(Position labeling records)
____

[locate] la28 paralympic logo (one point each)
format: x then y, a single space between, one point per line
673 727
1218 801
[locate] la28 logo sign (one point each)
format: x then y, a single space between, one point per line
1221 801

____

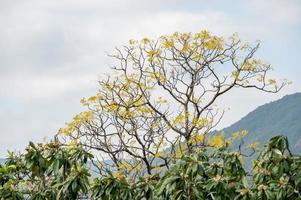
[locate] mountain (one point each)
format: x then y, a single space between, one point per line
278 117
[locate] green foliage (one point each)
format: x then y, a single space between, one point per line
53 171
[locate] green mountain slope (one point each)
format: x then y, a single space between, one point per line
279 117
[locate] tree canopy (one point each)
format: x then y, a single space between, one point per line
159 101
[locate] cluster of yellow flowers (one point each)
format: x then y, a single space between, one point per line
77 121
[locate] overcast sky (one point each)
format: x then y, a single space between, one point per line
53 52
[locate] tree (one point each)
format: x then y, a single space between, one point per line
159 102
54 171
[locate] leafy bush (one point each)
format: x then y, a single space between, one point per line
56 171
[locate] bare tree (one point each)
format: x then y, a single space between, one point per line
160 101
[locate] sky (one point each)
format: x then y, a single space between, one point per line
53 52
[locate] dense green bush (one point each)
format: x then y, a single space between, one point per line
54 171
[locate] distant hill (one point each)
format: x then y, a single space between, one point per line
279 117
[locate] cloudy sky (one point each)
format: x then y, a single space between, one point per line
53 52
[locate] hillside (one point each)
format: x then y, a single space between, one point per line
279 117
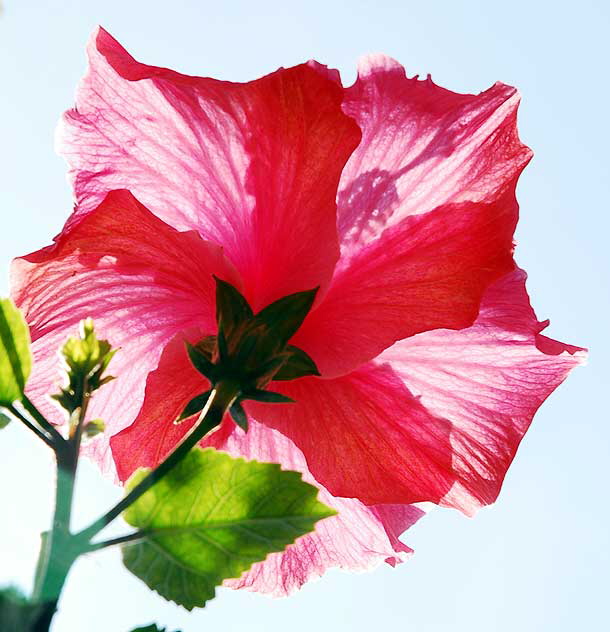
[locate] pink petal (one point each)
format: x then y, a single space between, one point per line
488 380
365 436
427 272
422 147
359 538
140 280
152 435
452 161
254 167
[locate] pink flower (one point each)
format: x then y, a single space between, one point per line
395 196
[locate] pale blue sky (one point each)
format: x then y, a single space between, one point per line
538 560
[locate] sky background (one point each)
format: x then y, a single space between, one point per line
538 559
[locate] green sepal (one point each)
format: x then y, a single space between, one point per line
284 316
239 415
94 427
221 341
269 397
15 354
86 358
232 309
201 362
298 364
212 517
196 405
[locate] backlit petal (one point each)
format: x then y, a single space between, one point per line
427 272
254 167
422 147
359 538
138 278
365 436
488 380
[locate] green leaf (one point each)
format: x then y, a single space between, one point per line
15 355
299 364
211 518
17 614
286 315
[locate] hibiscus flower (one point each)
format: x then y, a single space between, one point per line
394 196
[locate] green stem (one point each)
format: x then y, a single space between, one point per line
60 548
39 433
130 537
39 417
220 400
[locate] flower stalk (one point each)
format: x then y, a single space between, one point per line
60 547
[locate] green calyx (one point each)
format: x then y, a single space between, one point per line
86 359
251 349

____

Problem:
Tally the lines in the data above that contain the word "tree". Reply with the number only.

Solution for this exercise:
3